[Exercise]: Gather every line of the items below that contains the word "flower", and copy each one in full.

[Material for this exercise]:

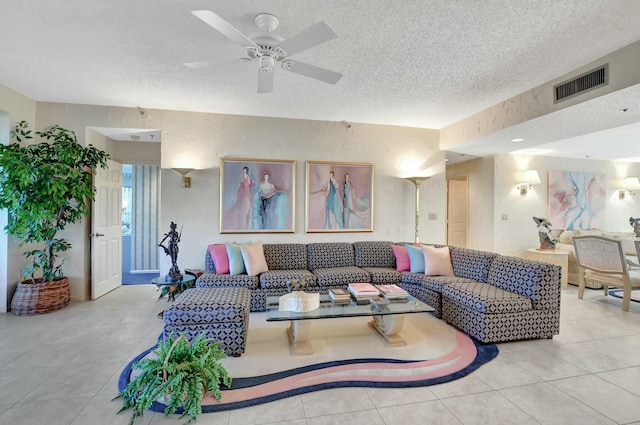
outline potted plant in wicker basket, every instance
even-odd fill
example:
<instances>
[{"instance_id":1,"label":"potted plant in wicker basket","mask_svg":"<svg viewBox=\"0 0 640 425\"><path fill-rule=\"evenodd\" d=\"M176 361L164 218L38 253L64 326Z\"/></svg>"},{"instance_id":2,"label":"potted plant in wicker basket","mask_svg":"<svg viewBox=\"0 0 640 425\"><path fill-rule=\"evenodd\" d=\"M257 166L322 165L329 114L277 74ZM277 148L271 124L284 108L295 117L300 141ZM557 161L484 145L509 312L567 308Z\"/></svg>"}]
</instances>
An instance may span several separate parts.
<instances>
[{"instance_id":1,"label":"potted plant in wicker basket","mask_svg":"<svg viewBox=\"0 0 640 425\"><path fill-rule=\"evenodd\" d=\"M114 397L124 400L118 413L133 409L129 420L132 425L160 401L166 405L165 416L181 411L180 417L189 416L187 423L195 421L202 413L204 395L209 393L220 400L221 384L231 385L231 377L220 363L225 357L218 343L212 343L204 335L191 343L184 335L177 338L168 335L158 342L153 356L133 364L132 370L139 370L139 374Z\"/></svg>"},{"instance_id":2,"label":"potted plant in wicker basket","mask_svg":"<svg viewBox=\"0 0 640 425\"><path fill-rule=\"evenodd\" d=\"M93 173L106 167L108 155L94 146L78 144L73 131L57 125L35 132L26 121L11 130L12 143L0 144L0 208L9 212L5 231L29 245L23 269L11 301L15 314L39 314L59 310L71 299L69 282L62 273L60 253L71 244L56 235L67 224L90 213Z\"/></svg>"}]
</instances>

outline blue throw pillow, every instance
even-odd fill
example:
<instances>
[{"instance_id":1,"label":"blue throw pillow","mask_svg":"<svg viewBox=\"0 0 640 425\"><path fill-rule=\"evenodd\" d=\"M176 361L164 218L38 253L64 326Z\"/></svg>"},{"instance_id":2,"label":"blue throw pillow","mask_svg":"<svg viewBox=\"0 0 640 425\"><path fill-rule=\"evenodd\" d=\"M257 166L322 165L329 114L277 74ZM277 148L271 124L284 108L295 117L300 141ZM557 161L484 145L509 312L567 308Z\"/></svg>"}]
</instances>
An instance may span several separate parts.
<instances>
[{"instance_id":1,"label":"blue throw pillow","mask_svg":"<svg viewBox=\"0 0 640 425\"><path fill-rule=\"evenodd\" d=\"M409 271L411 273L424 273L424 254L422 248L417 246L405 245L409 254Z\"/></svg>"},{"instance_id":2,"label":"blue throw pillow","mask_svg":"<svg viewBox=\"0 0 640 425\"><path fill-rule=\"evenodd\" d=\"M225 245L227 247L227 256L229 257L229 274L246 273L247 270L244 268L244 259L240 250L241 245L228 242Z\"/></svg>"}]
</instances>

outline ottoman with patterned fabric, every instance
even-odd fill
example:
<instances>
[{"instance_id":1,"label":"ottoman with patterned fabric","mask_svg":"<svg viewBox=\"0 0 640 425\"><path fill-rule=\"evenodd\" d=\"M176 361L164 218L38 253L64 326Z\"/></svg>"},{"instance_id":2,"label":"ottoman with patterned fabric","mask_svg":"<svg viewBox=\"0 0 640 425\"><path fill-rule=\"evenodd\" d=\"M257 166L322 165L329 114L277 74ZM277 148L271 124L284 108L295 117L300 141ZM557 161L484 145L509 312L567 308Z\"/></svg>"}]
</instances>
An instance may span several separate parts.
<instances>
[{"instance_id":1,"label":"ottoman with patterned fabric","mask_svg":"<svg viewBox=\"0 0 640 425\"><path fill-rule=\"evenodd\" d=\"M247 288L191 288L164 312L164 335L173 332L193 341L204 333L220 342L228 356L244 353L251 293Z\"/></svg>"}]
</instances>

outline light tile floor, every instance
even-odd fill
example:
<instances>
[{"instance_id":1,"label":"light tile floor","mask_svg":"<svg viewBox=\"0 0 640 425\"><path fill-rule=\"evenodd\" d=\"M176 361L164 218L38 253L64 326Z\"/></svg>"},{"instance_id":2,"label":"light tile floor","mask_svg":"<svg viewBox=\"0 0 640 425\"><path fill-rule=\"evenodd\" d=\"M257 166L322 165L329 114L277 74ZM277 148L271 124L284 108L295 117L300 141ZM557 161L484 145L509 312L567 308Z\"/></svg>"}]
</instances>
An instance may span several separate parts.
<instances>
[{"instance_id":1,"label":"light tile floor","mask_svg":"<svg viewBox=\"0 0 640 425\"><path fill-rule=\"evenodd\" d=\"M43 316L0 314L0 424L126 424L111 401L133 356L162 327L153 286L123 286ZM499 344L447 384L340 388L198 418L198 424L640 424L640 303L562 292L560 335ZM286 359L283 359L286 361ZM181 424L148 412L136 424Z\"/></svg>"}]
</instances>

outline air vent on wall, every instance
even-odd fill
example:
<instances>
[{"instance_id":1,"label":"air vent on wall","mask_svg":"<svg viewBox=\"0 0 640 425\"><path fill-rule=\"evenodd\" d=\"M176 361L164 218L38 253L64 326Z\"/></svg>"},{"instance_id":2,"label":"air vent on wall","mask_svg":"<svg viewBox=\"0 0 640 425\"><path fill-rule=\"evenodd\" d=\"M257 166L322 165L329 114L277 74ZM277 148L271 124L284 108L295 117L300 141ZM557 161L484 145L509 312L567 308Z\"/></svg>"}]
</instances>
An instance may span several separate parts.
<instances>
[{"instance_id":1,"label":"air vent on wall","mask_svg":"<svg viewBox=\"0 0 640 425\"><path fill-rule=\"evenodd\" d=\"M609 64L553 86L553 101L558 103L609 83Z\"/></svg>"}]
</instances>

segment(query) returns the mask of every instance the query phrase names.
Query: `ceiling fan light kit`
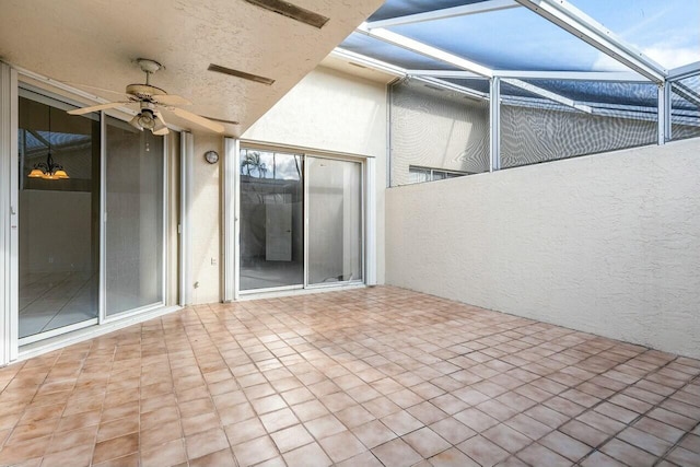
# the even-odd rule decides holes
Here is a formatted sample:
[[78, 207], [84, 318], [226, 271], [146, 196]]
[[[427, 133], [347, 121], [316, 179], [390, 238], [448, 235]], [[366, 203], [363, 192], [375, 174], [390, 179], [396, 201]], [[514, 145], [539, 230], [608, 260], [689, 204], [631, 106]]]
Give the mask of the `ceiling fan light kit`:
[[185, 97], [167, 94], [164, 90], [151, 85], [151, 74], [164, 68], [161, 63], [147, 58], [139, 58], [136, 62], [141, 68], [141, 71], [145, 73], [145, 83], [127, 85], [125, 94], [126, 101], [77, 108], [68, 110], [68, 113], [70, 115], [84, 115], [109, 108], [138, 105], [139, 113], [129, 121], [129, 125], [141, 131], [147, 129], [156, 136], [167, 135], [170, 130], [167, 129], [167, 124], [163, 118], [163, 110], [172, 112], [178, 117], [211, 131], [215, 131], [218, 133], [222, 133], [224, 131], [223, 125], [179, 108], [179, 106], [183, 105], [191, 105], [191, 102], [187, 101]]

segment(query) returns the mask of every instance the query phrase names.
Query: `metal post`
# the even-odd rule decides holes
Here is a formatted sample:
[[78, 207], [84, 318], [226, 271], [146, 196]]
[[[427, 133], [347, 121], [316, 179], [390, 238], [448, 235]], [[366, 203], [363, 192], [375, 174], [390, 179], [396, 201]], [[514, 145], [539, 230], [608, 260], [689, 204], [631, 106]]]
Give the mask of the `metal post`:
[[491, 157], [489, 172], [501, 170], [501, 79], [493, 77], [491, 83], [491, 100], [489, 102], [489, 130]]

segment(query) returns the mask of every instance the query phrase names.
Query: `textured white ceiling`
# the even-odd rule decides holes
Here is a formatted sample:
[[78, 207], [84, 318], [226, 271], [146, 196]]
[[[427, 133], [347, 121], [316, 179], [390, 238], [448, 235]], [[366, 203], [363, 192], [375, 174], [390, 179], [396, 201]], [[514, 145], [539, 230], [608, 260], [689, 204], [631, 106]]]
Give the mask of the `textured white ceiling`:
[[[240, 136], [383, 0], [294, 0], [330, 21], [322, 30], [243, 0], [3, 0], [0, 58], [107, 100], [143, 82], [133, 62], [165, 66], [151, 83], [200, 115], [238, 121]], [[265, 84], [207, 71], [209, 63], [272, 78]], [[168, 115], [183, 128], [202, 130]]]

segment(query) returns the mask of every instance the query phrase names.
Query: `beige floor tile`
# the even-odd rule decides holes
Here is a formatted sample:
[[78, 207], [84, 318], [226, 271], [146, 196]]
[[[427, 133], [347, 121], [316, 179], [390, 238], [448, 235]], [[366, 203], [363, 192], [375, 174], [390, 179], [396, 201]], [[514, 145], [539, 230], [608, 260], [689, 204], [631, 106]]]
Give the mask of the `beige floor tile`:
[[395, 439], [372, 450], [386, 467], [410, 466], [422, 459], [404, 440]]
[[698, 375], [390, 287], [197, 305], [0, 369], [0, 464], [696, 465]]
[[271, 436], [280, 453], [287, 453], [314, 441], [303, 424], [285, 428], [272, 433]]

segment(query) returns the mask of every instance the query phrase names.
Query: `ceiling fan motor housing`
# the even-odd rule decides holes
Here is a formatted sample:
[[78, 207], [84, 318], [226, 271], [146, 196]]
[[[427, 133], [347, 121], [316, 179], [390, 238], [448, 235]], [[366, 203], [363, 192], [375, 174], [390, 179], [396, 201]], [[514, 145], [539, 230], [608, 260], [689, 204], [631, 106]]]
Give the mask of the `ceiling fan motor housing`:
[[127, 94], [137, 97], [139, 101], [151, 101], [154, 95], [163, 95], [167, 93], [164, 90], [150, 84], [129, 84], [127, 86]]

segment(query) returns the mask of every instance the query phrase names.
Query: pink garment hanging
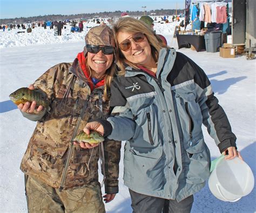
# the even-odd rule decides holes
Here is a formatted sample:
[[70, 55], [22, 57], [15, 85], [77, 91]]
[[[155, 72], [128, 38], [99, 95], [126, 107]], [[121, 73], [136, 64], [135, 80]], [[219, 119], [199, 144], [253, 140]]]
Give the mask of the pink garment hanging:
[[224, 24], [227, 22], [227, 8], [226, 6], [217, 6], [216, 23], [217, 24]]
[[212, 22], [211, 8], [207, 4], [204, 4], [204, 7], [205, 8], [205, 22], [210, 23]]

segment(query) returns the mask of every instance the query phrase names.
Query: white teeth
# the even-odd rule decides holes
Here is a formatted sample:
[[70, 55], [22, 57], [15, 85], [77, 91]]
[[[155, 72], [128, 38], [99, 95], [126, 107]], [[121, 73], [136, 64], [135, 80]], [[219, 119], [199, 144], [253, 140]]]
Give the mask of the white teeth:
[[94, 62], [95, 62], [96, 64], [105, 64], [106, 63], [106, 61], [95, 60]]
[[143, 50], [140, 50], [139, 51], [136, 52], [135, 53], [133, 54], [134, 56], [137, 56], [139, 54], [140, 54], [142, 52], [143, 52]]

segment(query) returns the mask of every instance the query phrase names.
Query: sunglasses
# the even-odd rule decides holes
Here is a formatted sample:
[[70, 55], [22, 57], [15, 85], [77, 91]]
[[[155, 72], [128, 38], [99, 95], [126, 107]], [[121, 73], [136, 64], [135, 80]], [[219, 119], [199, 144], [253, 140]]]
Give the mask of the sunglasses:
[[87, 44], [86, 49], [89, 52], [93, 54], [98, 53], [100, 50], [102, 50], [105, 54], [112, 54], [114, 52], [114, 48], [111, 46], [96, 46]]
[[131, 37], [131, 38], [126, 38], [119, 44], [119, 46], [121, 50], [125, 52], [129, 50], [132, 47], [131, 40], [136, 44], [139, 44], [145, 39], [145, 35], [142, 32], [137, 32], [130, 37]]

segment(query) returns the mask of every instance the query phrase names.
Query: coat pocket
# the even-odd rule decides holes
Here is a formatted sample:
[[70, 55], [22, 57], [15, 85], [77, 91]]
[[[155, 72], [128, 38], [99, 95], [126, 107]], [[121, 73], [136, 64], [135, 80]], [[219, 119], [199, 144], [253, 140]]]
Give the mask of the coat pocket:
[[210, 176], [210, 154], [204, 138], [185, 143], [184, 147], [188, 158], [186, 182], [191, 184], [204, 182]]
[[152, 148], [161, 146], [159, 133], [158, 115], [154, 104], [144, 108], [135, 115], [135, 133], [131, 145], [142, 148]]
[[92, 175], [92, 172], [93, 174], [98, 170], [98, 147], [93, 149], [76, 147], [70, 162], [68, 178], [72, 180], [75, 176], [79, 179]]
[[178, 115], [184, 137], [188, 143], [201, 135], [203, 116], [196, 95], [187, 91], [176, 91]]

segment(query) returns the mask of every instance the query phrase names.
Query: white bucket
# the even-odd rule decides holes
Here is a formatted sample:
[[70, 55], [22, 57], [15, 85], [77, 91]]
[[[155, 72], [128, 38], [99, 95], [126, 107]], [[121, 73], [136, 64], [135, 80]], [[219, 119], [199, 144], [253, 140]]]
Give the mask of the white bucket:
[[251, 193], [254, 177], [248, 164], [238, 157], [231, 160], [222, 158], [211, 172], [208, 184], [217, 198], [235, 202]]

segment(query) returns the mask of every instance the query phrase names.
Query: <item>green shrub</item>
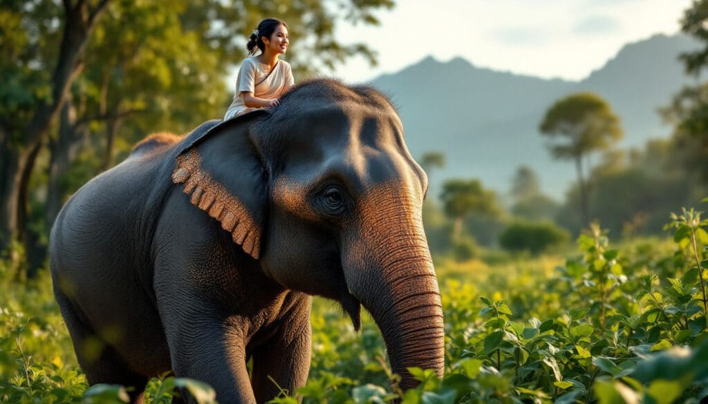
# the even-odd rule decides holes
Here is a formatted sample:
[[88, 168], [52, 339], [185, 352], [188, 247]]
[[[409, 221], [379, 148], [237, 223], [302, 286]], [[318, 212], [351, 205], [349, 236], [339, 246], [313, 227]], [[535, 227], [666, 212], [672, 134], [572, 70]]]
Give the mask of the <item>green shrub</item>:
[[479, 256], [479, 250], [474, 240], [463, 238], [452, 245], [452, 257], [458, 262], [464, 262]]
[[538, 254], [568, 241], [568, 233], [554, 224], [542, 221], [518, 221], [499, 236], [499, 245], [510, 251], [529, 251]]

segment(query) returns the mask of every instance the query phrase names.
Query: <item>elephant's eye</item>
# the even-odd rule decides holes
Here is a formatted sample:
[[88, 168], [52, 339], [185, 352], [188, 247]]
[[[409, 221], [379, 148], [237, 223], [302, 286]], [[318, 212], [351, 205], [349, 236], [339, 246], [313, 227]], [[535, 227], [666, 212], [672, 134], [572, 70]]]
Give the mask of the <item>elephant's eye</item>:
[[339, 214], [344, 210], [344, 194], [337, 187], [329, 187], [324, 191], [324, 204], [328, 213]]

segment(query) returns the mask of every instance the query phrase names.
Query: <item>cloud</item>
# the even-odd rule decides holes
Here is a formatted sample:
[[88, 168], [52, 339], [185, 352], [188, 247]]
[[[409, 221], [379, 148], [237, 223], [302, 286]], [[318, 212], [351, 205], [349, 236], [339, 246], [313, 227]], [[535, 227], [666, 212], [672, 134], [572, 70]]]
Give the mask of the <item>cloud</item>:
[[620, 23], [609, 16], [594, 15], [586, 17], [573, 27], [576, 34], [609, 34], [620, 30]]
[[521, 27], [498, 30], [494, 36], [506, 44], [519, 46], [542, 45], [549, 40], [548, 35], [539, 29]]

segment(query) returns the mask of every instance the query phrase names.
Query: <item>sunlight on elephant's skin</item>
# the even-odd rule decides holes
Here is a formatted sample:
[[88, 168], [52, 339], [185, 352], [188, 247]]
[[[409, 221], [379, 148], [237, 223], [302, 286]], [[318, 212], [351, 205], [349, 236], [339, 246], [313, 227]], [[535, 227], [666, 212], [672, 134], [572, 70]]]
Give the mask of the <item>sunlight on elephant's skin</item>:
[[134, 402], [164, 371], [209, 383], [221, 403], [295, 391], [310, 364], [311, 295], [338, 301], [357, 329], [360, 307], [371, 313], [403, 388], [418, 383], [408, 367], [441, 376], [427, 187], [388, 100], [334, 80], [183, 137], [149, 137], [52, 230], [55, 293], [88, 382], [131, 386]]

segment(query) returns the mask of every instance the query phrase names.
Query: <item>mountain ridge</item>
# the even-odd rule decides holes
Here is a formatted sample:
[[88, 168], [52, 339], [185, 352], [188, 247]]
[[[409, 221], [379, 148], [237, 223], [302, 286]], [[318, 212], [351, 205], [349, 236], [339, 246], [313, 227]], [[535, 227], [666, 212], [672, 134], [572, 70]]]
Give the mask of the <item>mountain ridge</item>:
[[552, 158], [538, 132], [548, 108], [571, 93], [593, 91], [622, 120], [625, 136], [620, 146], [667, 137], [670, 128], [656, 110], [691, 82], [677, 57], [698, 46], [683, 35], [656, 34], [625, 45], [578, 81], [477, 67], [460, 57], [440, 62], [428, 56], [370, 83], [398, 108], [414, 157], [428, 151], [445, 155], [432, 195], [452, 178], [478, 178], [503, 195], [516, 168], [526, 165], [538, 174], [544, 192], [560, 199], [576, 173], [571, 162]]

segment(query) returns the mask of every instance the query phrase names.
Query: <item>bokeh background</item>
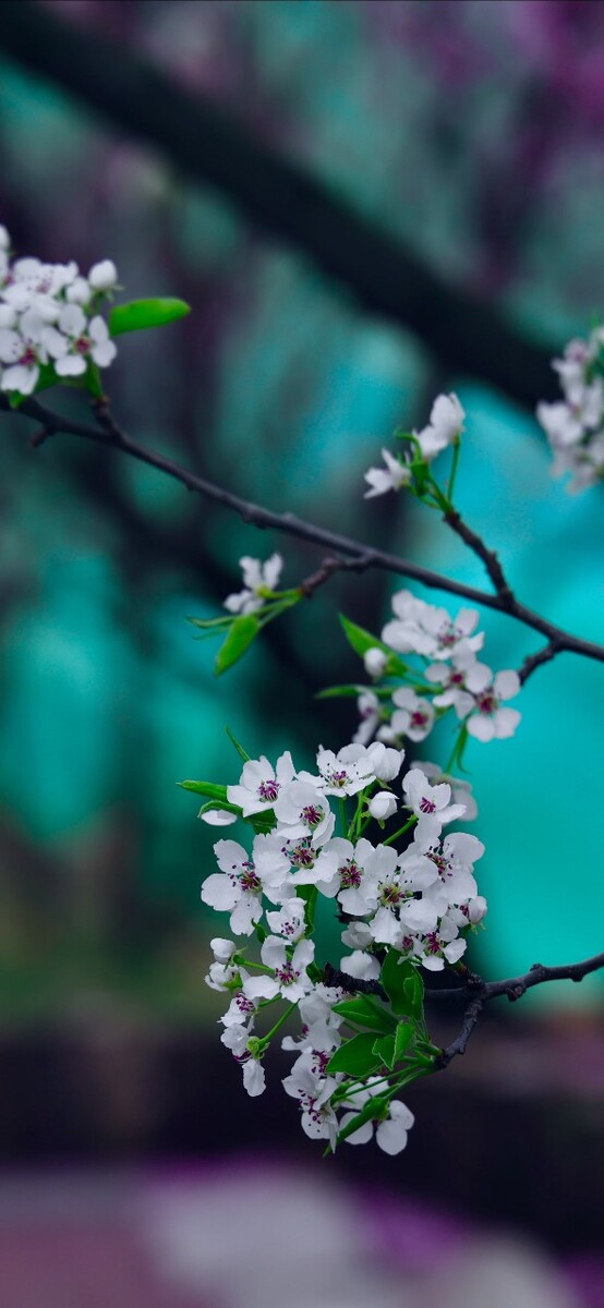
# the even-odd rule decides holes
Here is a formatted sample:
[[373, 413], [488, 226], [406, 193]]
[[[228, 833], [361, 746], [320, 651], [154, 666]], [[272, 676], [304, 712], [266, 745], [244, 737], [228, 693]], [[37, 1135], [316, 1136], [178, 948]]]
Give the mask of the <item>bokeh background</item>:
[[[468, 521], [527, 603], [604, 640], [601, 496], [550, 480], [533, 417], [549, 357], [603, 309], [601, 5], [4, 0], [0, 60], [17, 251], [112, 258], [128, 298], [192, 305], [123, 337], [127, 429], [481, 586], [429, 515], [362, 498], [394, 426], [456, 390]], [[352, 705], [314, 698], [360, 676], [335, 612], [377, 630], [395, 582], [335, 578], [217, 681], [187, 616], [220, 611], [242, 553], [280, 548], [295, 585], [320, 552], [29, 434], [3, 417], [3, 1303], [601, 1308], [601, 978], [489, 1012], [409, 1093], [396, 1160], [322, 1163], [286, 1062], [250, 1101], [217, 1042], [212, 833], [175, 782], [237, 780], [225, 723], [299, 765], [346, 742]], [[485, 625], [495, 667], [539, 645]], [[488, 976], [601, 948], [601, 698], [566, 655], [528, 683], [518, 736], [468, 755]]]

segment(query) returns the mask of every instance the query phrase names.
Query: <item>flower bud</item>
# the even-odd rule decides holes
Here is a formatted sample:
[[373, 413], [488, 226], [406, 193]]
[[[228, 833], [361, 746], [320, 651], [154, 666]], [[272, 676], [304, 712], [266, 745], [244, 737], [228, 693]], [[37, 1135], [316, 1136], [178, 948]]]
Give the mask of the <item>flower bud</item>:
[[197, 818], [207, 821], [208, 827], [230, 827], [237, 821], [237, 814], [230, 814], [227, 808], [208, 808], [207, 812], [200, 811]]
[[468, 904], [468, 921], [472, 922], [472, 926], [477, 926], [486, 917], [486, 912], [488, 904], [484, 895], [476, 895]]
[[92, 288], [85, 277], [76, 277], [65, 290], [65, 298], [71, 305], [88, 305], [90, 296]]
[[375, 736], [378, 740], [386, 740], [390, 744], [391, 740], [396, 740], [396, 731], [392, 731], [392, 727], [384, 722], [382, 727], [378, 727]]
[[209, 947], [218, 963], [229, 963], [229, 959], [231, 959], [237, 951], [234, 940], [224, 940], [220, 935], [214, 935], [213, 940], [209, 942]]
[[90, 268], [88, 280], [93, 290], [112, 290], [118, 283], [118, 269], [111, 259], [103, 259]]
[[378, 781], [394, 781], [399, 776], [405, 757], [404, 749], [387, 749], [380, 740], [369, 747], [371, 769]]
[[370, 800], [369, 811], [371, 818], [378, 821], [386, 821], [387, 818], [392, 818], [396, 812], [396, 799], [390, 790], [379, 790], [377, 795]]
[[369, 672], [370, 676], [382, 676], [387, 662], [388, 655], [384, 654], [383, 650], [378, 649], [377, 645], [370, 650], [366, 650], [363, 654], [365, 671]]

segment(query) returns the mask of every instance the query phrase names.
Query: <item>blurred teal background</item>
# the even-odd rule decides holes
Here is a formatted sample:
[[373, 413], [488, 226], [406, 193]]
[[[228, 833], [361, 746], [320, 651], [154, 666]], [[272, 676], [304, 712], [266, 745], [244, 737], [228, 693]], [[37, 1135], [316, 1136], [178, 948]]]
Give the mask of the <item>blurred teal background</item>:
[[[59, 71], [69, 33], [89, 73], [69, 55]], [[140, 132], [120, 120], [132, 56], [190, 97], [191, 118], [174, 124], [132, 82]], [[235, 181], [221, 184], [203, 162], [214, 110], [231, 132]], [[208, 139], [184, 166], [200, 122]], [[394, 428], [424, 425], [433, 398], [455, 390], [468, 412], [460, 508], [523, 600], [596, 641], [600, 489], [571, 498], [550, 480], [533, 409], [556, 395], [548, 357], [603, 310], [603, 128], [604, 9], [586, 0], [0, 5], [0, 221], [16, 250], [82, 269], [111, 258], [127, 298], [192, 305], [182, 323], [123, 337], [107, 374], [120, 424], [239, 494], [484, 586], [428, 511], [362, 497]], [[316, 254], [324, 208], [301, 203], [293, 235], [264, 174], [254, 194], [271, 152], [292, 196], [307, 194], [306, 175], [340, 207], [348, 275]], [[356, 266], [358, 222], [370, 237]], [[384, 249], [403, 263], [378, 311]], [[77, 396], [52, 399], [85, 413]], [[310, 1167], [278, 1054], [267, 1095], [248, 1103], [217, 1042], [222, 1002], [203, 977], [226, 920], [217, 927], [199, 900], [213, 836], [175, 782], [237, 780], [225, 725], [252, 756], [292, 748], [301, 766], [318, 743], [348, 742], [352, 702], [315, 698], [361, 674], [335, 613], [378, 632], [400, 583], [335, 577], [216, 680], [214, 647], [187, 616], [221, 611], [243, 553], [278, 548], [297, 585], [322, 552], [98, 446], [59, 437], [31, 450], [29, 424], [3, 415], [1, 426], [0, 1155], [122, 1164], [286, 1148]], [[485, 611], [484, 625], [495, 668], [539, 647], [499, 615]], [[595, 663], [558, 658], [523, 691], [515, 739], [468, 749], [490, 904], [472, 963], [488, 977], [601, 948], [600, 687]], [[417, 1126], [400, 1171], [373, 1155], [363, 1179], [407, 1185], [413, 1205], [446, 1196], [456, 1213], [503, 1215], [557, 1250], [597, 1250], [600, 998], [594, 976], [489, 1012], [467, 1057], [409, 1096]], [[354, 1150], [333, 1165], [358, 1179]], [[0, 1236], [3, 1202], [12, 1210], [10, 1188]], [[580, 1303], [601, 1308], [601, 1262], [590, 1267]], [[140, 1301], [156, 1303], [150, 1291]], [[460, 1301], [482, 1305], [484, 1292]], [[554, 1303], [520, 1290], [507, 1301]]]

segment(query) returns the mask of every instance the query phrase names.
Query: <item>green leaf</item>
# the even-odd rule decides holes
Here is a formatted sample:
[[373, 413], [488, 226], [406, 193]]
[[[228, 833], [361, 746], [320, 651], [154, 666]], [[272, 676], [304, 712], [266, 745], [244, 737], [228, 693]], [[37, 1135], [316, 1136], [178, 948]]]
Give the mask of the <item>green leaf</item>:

[Answer below]:
Query: <item>flower bud</item>
Give the mask of the <item>flower bud</item>:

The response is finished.